## [Prompt]
Lines with the word "autumn" are the answer; copy each of them from the data below.

[Region pointing data]
-- Opening Marker --

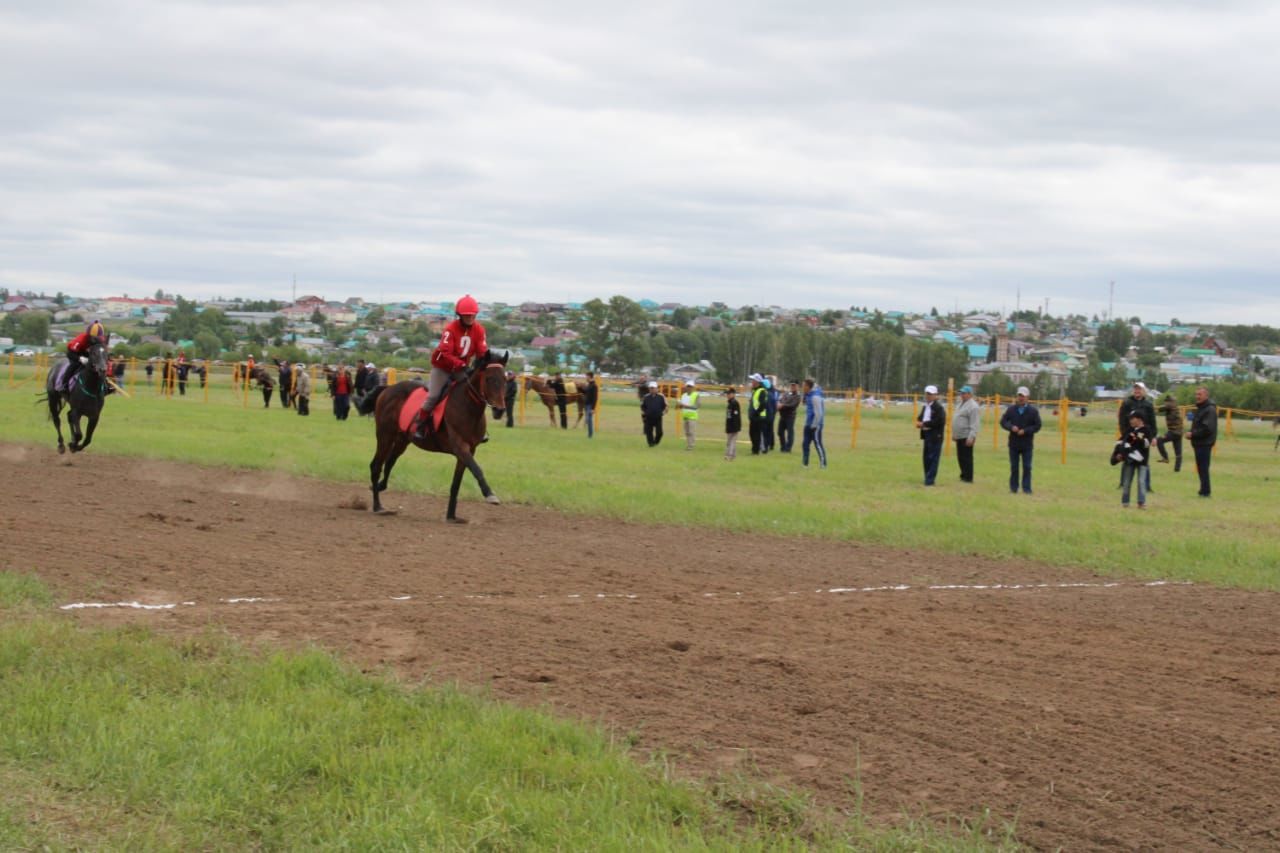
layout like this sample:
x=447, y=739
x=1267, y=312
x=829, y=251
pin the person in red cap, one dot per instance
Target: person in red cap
x=462, y=340
x=78, y=347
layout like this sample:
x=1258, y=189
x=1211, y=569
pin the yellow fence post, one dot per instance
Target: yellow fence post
x=1063, y=404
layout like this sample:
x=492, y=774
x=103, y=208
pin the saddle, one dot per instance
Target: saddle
x=412, y=406
x=60, y=378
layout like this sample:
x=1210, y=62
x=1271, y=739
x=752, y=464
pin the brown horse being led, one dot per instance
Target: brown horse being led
x=548, y=397
x=461, y=430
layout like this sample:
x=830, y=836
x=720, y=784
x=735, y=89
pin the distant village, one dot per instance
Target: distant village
x=1023, y=347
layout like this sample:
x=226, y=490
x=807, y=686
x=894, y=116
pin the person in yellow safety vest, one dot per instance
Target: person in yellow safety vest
x=755, y=411
x=689, y=411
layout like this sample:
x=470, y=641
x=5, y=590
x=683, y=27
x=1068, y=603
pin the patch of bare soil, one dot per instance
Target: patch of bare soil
x=1132, y=716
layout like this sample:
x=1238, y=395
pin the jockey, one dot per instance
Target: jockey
x=78, y=347
x=462, y=340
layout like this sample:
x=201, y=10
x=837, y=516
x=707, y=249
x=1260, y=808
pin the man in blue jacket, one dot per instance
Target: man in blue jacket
x=1022, y=423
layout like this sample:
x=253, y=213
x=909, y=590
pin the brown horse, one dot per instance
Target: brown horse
x=461, y=429
x=548, y=397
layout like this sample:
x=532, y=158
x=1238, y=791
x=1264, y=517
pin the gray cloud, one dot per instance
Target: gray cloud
x=822, y=153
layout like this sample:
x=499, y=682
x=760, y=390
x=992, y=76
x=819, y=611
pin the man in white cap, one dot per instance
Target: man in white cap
x=1138, y=402
x=652, y=410
x=302, y=389
x=932, y=423
x=757, y=411
x=1022, y=422
x=688, y=406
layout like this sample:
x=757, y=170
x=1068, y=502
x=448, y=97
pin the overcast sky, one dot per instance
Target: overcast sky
x=801, y=154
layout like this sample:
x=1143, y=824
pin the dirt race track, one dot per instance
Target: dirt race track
x=1128, y=716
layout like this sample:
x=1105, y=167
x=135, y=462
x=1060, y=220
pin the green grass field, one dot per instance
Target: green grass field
x=872, y=493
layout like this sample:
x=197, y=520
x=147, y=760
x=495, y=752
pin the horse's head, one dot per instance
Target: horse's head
x=493, y=378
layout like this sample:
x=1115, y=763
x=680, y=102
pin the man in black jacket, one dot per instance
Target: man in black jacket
x=1022, y=422
x=1203, y=436
x=652, y=409
x=557, y=384
x=590, y=393
x=932, y=423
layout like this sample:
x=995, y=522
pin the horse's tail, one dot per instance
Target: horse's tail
x=366, y=404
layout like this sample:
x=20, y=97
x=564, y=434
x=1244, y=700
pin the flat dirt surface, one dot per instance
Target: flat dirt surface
x=1097, y=715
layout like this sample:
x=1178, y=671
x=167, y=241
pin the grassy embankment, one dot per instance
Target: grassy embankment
x=872, y=493
x=114, y=739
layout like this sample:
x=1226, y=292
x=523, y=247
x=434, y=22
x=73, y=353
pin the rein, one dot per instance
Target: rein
x=476, y=396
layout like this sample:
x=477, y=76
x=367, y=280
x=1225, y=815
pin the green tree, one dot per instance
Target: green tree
x=613, y=336
x=208, y=345
x=32, y=328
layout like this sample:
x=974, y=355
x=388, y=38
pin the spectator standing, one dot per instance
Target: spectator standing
x=789, y=402
x=1138, y=401
x=1203, y=436
x=757, y=406
x=286, y=382
x=1173, y=432
x=341, y=392
x=182, y=368
x=1136, y=450
x=814, y=418
x=1022, y=422
x=652, y=410
x=771, y=410
x=302, y=391
x=590, y=397
x=688, y=406
x=732, y=423
x=932, y=423
x=510, y=397
x=557, y=384
x=965, y=424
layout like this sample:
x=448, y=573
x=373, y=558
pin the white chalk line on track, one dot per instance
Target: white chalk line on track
x=832, y=591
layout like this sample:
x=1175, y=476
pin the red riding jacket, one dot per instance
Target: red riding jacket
x=458, y=345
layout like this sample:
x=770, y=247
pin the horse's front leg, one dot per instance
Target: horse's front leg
x=452, y=514
x=73, y=423
x=88, y=433
x=55, y=413
x=469, y=460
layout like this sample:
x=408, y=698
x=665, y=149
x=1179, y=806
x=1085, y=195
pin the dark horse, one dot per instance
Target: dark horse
x=461, y=429
x=85, y=397
x=548, y=397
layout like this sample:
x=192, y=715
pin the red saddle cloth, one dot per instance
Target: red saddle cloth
x=412, y=405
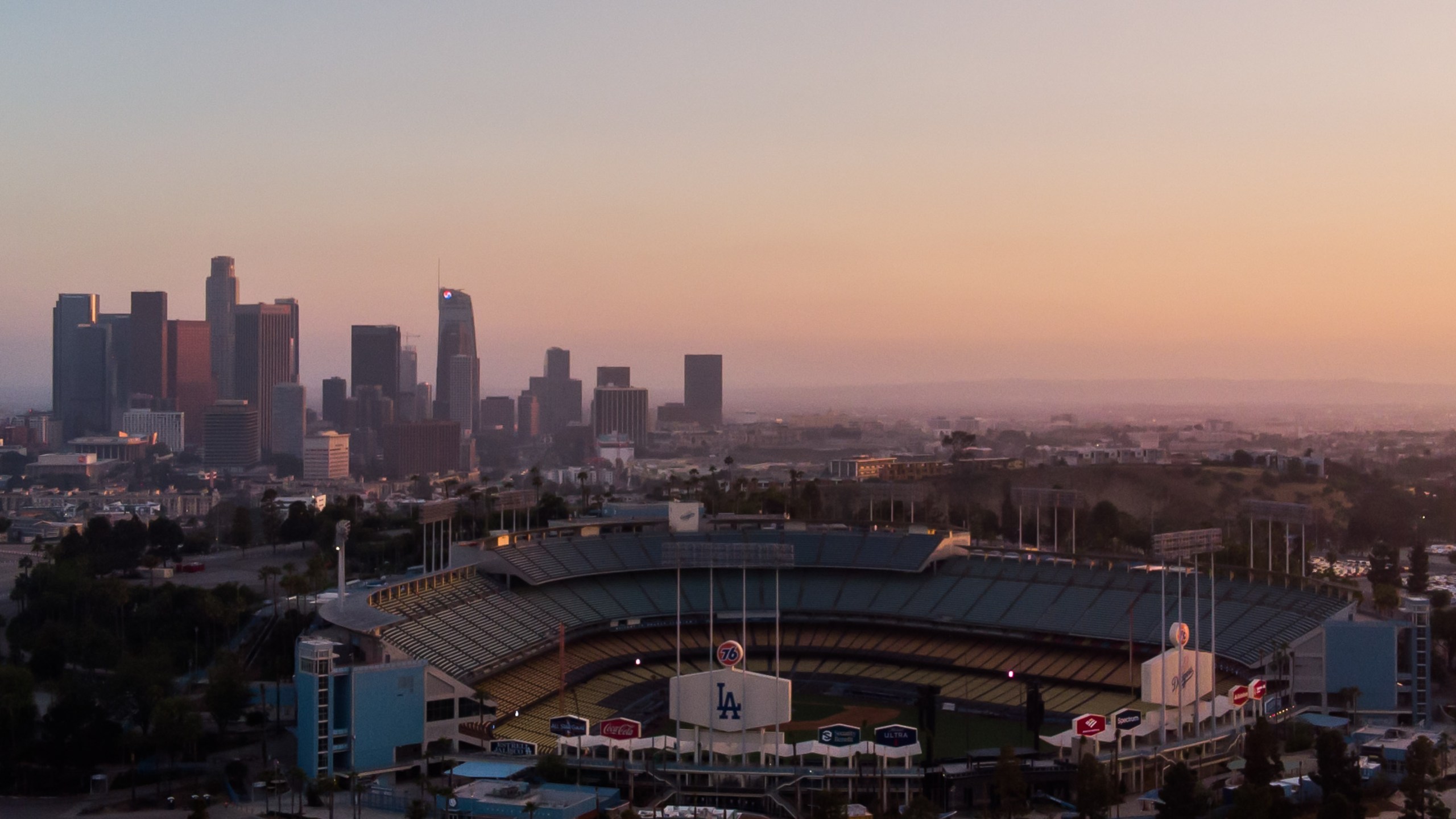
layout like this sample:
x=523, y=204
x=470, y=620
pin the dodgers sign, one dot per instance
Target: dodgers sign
x=1165, y=682
x=839, y=737
x=730, y=700
x=513, y=748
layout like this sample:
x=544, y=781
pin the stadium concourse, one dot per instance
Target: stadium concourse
x=589, y=626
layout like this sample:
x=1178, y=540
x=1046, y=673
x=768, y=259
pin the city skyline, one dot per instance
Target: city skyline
x=1180, y=197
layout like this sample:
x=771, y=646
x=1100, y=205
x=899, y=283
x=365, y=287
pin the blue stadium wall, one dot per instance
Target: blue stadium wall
x=1365, y=655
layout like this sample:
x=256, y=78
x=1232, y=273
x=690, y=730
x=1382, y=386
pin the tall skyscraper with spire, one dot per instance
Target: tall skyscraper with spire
x=75, y=361
x=458, y=382
x=222, y=301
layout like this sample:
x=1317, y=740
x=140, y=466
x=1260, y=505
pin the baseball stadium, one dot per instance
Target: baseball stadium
x=871, y=628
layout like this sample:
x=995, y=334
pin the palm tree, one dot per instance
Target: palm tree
x=270, y=577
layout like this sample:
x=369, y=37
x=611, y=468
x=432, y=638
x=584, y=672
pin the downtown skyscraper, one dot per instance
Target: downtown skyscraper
x=375, y=353
x=458, y=365
x=266, y=354
x=72, y=312
x=222, y=301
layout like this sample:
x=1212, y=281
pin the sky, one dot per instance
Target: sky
x=825, y=193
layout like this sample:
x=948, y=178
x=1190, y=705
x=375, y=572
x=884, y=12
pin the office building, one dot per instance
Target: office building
x=372, y=408
x=423, y=403
x=704, y=388
x=558, y=363
x=190, y=372
x=168, y=428
x=621, y=410
x=498, y=413
x=355, y=716
x=421, y=448
x=375, y=358
x=614, y=377
x=456, y=338
x=557, y=392
x=149, y=344
x=326, y=457
x=41, y=429
x=120, y=448
x=230, y=436
x=336, y=391
x=408, y=367
x=292, y=307
x=264, y=356
x=222, y=299
x=72, y=311
x=462, y=403
x=673, y=413
x=528, y=416
x=118, y=363
x=91, y=388
x=407, y=408
x=290, y=410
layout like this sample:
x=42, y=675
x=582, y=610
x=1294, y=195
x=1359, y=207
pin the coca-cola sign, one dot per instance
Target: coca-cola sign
x=619, y=727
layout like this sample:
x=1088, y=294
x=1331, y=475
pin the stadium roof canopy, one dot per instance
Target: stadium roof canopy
x=547, y=561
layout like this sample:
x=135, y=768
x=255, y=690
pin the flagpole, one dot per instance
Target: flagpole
x=1180, y=651
x=711, y=653
x=677, y=716
x=1197, y=652
x=778, y=735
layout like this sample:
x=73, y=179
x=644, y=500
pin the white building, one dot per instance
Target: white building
x=168, y=426
x=326, y=457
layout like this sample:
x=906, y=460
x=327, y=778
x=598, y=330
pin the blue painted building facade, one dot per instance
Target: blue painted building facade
x=355, y=717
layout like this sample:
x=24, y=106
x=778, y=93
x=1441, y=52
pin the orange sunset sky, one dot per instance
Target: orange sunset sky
x=826, y=193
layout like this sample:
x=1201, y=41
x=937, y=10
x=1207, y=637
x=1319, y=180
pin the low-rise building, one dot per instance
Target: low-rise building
x=168, y=428
x=69, y=468
x=124, y=448
x=326, y=457
x=858, y=468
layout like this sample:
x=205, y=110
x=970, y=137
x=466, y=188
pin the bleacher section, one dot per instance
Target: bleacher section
x=468, y=626
x=475, y=626
x=545, y=561
x=531, y=682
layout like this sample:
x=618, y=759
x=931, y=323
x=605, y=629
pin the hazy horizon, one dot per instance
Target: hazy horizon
x=826, y=195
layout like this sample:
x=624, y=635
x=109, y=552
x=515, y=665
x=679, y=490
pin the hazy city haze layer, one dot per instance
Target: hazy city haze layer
x=828, y=195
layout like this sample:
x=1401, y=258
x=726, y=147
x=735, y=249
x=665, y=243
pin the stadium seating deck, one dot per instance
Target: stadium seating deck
x=545, y=561
x=477, y=626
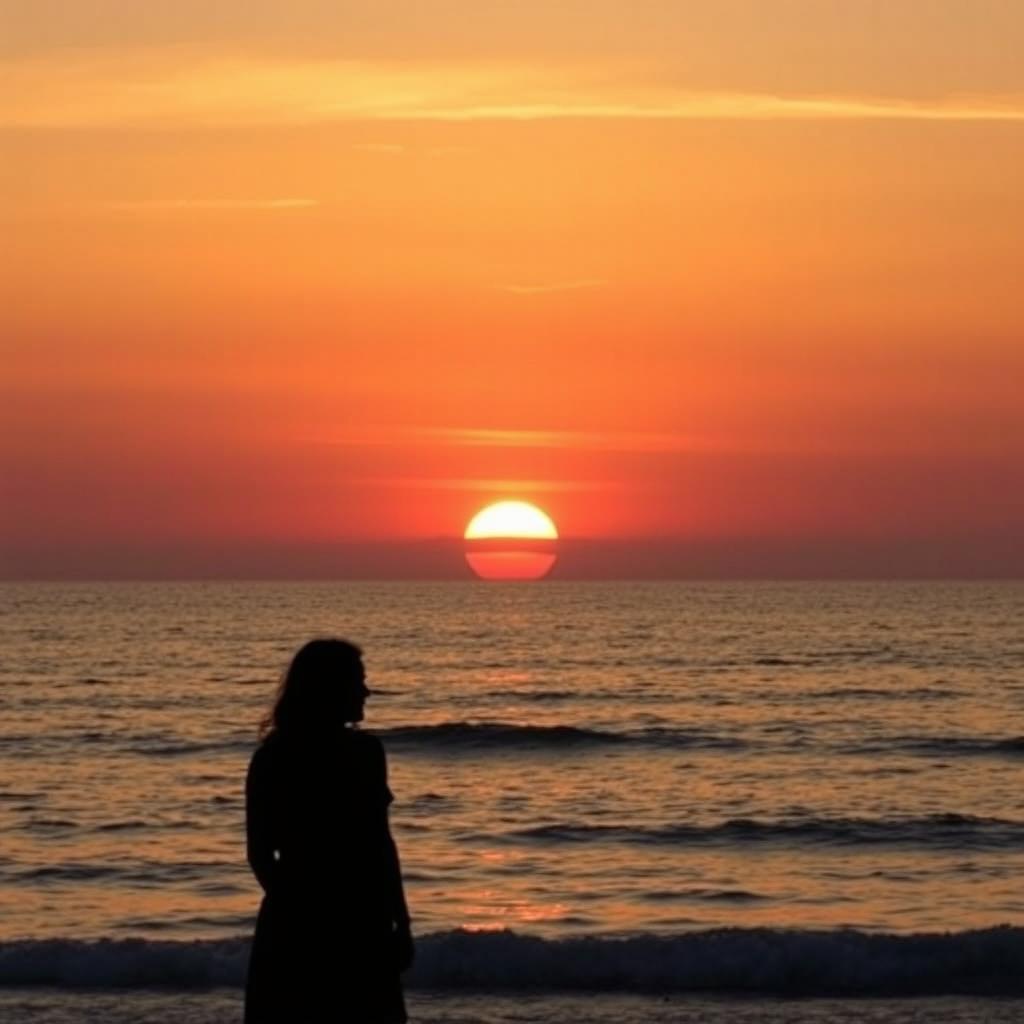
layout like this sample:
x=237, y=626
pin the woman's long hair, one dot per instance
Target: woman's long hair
x=318, y=687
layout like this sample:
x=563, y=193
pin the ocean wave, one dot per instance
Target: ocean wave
x=948, y=747
x=943, y=832
x=762, y=961
x=498, y=736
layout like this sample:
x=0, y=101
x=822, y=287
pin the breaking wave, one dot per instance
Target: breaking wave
x=762, y=961
x=944, y=832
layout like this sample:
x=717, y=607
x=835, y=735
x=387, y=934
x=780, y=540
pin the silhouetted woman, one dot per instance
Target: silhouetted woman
x=333, y=931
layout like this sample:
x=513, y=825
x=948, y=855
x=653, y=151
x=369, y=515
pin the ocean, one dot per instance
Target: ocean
x=614, y=802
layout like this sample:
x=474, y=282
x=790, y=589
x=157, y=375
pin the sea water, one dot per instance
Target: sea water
x=611, y=796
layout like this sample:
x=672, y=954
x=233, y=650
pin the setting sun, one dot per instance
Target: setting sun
x=511, y=541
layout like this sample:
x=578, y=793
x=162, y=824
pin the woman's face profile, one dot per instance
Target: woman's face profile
x=353, y=693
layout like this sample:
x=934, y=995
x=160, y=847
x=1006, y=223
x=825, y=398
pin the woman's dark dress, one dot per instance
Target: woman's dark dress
x=318, y=842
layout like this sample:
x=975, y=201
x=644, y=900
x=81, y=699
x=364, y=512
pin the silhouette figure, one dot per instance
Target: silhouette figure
x=333, y=932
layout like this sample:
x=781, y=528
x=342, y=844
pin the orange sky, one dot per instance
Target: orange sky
x=294, y=290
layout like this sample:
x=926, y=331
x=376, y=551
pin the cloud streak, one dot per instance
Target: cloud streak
x=625, y=441
x=563, y=286
x=212, y=204
x=208, y=91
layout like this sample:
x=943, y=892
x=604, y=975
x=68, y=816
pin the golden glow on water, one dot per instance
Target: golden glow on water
x=793, y=756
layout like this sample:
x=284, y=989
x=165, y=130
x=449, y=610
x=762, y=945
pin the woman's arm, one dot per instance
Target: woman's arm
x=397, y=906
x=260, y=847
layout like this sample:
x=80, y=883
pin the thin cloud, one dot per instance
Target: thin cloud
x=625, y=441
x=213, y=204
x=384, y=148
x=563, y=286
x=174, y=91
x=487, y=485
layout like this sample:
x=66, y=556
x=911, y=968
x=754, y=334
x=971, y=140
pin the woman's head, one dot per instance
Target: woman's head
x=325, y=685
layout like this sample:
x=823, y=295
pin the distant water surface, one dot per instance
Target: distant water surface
x=569, y=760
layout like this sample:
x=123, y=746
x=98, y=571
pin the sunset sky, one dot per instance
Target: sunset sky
x=729, y=288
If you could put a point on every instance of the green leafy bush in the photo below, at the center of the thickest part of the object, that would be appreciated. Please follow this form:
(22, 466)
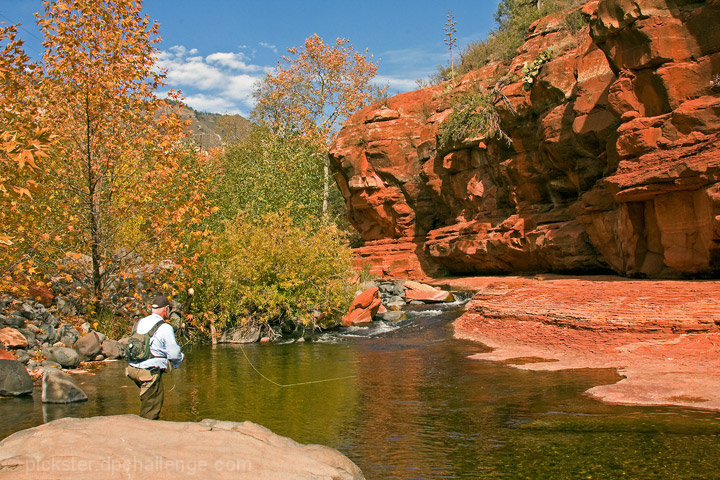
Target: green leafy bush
(513, 19)
(271, 270)
(473, 115)
(269, 172)
(532, 70)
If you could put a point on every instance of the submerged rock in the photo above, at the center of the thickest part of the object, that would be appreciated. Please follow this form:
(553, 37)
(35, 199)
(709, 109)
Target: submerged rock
(58, 387)
(88, 346)
(241, 334)
(112, 349)
(363, 308)
(14, 379)
(12, 338)
(67, 357)
(134, 447)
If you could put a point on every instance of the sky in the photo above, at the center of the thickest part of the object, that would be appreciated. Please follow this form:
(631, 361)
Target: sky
(214, 51)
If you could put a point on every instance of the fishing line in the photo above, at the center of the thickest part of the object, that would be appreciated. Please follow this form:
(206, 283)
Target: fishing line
(292, 384)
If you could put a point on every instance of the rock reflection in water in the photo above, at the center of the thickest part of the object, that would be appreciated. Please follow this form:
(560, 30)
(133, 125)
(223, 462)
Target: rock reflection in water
(418, 408)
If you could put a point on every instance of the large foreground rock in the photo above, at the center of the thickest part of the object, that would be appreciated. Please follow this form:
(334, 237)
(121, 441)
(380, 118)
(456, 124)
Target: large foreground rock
(14, 379)
(127, 446)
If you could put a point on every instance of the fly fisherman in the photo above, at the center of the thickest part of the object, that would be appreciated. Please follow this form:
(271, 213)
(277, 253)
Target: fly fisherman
(151, 350)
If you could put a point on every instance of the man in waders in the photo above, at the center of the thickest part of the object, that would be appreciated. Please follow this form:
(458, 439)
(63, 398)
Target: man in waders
(163, 352)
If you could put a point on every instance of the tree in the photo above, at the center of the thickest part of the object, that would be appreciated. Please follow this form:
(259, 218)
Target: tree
(22, 145)
(450, 40)
(313, 91)
(111, 181)
(270, 172)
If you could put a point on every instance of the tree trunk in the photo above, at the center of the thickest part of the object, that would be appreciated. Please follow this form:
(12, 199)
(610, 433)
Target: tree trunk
(326, 186)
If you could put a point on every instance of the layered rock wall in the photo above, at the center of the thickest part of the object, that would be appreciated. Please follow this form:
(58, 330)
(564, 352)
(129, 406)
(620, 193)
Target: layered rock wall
(613, 161)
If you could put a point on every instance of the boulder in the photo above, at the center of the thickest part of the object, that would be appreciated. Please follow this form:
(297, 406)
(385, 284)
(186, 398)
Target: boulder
(67, 357)
(12, 338)
(15, 320)
(47, 334)
(88, 346)
(29, 337)
(215, 450)
(22, 356)
(14, 379)
(26, 310)
(112, 349)
(64, 307)
(58, 387)
(363, 307)
(67, 332)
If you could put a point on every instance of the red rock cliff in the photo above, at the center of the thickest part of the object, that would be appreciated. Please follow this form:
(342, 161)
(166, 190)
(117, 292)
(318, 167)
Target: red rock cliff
(614, 162)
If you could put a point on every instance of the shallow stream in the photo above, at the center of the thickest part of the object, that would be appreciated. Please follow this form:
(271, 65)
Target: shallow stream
(416, 408)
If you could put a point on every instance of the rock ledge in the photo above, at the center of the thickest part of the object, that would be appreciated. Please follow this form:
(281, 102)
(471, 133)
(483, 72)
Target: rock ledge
(128, 446)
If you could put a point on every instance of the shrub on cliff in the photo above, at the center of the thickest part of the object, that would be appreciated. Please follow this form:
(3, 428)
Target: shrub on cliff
(270, 270)
(513, 19)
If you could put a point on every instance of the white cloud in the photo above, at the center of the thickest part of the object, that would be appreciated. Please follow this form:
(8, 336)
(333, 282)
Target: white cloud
(269, 46)
(208, 103)
(218, 82)
(235, 61)
(395, 84)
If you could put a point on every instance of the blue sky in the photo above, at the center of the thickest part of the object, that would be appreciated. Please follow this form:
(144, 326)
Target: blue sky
(216, 50)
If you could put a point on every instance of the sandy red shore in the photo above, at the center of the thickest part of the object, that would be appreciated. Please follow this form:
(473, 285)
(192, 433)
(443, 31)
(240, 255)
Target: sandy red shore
(662, 336)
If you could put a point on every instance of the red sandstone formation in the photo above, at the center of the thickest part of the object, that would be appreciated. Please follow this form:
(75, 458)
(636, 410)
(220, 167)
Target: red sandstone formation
(662, 336)
(614, 162)
(363, 308)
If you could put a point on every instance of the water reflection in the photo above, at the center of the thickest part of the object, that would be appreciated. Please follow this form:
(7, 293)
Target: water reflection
(417, 408)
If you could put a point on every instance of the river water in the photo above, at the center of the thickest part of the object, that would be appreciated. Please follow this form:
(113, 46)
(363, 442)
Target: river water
(415, 408)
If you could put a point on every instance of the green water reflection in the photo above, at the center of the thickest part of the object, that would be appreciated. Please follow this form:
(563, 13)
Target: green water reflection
(418, 408)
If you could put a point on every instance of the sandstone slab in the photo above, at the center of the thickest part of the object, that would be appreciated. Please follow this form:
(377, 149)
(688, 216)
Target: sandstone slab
(128, 446)
(625, 111)
(662, 336)
(363, 308)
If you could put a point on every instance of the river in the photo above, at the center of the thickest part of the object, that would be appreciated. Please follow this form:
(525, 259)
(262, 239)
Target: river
(415, 408)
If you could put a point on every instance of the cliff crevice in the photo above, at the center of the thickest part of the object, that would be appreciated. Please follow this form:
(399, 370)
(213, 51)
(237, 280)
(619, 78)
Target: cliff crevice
(604, 157)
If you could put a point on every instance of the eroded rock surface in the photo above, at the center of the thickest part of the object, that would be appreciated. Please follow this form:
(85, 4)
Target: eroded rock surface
(662, 336)
(127, 446)
(614, 162)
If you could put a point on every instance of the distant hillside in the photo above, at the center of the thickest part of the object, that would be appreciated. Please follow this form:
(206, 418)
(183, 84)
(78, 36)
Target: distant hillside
(211, 130)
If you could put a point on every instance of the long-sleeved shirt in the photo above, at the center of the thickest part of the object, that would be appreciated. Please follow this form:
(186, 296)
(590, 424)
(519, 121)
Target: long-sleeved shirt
(163, 345)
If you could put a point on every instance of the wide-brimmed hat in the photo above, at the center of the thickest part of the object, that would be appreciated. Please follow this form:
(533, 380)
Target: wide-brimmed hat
(161, 302)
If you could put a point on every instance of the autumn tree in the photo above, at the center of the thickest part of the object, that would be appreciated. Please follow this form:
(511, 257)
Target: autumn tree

-- Closing Marker --

## [Task answer]
If you could put a point on every instance of the autumn tree in the photo above, at the center of the thickest part of the object, that would be appreciated. Please follow this form:
Target: autumn tree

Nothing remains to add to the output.